**WHAT YOU HAVE TO DO:** Copy the data below word for word. Begin at the line that contains "query: stirrup" and stop after the last line of the data, keeping both of those lines.

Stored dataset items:
■ ■ ■ ■ ■

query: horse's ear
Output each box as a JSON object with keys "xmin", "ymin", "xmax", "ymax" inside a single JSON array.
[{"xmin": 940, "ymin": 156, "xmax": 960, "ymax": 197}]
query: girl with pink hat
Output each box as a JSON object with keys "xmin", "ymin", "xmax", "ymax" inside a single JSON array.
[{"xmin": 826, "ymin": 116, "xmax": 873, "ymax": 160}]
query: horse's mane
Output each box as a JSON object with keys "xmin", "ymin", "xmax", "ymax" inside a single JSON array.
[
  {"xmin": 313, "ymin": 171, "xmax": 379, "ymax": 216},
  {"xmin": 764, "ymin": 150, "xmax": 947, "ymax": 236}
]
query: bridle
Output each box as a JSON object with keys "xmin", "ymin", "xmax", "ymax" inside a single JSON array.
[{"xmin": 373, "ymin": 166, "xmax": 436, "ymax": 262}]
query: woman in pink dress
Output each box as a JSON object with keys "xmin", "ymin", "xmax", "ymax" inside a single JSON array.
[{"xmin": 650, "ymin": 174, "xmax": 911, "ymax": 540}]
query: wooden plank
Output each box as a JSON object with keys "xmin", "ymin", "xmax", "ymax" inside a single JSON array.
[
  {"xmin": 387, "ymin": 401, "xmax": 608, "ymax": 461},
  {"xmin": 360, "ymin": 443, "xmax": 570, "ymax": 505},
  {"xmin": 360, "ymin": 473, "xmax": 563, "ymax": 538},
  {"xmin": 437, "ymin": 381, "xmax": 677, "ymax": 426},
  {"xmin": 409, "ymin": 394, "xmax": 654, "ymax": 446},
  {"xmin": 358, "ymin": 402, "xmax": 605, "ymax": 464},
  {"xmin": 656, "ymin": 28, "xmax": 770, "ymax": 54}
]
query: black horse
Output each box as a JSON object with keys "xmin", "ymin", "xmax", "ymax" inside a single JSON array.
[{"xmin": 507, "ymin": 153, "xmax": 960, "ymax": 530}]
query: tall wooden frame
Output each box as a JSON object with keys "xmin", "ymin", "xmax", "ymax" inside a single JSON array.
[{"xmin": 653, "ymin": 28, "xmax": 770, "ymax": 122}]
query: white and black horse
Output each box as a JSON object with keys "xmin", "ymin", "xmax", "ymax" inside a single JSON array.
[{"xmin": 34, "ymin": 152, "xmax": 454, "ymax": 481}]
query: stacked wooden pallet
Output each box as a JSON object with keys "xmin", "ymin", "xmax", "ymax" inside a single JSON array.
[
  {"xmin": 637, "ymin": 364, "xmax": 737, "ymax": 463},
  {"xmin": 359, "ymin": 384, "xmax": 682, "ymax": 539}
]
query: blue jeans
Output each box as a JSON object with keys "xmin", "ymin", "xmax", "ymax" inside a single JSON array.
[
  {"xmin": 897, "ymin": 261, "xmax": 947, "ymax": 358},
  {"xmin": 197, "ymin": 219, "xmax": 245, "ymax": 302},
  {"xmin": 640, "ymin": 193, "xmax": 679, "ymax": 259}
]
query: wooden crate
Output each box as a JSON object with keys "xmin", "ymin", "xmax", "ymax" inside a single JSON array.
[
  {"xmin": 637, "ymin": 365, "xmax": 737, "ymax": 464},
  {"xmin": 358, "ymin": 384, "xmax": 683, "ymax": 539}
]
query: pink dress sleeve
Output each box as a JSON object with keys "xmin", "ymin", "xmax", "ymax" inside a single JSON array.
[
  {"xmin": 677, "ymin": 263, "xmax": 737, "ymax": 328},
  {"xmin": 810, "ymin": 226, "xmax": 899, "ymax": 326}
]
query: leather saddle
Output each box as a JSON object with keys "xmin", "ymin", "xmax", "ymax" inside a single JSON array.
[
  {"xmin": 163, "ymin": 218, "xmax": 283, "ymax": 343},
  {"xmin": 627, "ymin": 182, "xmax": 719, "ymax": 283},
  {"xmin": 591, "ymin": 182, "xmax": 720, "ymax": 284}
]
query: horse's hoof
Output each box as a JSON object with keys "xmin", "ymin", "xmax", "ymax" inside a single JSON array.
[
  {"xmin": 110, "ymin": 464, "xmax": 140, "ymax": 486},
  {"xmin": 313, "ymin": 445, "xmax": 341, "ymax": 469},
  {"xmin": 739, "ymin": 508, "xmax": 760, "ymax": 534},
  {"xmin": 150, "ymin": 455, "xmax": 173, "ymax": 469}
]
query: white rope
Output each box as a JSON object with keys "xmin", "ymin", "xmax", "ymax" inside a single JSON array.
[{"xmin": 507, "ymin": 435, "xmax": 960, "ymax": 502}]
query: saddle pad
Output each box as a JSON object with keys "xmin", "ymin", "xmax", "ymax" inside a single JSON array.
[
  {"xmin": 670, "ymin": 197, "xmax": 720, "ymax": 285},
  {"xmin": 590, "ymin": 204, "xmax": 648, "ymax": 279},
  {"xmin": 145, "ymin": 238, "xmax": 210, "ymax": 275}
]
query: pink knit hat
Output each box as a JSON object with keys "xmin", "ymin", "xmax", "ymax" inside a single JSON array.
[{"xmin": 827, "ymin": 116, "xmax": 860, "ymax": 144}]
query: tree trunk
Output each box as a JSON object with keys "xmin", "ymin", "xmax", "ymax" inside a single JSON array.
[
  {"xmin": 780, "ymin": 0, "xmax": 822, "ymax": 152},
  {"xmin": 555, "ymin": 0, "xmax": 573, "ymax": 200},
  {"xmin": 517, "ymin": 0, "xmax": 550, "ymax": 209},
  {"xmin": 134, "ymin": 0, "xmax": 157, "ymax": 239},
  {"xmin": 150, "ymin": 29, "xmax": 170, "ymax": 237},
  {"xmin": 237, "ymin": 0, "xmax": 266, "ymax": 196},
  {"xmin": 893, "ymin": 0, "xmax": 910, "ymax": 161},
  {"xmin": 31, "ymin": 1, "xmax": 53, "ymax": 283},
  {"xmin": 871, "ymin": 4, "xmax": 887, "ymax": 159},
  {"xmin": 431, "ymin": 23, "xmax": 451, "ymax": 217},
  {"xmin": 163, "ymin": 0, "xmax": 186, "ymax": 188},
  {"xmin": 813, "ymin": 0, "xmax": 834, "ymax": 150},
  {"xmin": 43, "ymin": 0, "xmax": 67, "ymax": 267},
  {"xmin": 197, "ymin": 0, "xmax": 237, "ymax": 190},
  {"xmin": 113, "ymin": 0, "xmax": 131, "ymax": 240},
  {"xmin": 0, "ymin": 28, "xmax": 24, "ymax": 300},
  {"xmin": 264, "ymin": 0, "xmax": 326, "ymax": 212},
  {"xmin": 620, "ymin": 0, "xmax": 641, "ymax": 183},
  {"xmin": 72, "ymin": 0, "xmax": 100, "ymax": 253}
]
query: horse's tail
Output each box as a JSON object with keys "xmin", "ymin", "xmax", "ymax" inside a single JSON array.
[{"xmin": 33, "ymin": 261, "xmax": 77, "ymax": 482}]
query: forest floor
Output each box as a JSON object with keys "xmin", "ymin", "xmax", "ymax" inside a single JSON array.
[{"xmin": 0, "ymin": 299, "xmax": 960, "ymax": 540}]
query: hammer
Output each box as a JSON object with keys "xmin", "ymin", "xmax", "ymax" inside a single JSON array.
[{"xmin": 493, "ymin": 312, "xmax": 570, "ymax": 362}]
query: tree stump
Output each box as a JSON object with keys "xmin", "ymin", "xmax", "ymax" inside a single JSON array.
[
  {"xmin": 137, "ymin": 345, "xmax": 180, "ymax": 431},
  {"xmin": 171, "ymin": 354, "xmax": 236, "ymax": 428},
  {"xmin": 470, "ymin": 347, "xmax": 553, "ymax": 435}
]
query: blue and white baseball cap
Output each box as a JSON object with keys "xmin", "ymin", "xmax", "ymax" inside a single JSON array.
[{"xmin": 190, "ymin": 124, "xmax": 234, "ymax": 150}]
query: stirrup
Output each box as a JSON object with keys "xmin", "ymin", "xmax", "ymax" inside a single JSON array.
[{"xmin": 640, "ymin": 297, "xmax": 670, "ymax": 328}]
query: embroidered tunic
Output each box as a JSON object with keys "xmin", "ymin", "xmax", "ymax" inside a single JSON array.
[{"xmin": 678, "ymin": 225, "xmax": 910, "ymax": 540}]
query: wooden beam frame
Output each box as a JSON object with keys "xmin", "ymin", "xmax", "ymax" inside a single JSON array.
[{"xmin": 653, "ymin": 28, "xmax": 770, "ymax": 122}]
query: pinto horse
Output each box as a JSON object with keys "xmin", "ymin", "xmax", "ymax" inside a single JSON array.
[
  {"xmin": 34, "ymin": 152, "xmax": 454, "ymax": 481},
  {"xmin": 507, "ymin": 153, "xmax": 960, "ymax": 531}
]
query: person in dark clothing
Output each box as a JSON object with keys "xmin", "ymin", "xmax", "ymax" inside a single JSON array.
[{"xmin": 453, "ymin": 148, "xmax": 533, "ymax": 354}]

■ ■ ■ ■ ■

**FINISHED ANSWER:**
query: stirrup
Output each box as a JSON object with keys "xmin", "ymin", "xmax", "ymax" inside a single JSON array.
[{"xmin": 640, "ymin": 297, "xmax": 670, "ymax": 328}]
query: embroidered tunic
Output each box as a JSON object with keys "xmin", "ymin", "xmax", "ymax" inside a single JSON array.
[{"xmin": 678, "ymin": 225, "xmax": 910, "ymax": 540}]
query: wooden beam frame
Output each box as a JSON object with keys "xmin", "ymin", "xmax", "ymax" inside a single JSON array.
[{"xmin": 653, "ymin": 28, "xmax": 770, "ymax": 122}]
query: pinto horse
Output each box as a JSON object with keys "xmin", "ymin", "xmax", "ymax" inside a single JSON array.
[
  {"xmin": 34, "ymin": 152, "xmax": 454, "ymax": 481},
  {"xmin": 507, "ymin": 153, "xmax": 960, "ymax": 531}
]
query: person in dark clothing
Output each box as a JSON object with keys "xmin", "ymin", "xmax", "ymax" inside a single JSON array.
[{"xmin": 453, "ymin": 148, "xmax": 533, "ymax": 354}]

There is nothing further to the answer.